• [Set exercise]: From the line with "[spot] the green" through the final line, transcribe the material below character for character; include no other lines.

• [Data for the task]:

.....

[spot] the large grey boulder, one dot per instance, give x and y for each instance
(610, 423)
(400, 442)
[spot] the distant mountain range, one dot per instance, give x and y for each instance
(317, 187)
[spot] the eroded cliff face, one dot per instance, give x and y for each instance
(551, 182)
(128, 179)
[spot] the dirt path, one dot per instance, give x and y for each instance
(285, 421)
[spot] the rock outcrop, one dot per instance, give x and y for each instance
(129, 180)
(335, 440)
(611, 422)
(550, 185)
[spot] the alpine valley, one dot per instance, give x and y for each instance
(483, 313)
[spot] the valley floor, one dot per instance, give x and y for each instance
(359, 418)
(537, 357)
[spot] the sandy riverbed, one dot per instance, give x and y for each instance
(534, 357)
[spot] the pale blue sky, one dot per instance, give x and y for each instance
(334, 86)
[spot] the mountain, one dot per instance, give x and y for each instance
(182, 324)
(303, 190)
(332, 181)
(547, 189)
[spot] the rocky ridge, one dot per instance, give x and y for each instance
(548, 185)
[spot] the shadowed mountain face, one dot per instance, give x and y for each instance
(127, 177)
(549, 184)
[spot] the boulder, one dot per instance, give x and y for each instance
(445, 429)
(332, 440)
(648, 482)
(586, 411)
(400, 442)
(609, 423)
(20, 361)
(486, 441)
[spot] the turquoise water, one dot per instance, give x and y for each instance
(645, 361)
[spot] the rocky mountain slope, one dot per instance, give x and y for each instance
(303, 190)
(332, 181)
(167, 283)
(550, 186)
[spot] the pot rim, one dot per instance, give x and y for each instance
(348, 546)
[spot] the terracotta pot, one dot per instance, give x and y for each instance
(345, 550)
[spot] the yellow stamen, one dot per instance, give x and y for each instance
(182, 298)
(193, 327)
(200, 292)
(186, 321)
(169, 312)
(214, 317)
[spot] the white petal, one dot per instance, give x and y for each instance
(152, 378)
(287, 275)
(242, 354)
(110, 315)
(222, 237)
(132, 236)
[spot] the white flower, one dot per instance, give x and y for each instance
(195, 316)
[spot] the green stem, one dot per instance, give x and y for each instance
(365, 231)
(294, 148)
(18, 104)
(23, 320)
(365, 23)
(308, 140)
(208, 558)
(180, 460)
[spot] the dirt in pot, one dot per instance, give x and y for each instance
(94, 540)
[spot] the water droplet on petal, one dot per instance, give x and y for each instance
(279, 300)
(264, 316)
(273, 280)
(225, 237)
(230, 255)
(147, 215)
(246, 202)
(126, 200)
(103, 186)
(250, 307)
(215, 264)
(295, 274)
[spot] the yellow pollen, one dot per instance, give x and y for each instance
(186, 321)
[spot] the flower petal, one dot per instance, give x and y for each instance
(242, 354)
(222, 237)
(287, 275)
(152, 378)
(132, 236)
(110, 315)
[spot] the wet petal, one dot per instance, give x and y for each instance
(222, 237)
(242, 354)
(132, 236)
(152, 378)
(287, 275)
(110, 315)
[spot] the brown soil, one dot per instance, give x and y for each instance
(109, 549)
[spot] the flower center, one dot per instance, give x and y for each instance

.....

• [Written reply]:
[spot] the green stem, one dot per instance, give x and y for each instance
(365, 231)
(294, 148)
(18, 104)
(23, 320)
(365, 23)
(308, 140)
(208, 558)
(180, 460)
[spot] the dirt in pot, one dot per instance, give x and y for each instance
(94, 540)
[spot] the water droplet on petal, one dot per instance, give x and y for each instance
(279, 300)
(264, 316)
(273, 280)
(225, 237)
(230, 255)
(147, 215)
(246, 202)
(126, 200)
(103, 186)
(250, 307)
(215, 264)
(295, 274)
[spot] the yellow pollen, one dot per instance, give x and y for each instance
(186, 321)
[spot] the flower petal, one dot per instance, give x and y for each instance
(242, 354)
(222, 237)
(287, 275)
(152, 378)
(132, 236)
(110, 315)
[spot] the wet petal, one dot per instance, give x and y for each instance
(222, 237)
(242, 354)
(132, 236)
(152, 378)
(287, 275)
(110, 315)
[spot] the brown soil, one dot per instance, give x and y for each instance
(109, 549)
[spot] the flower center, one dot per instance, give x and y for each instance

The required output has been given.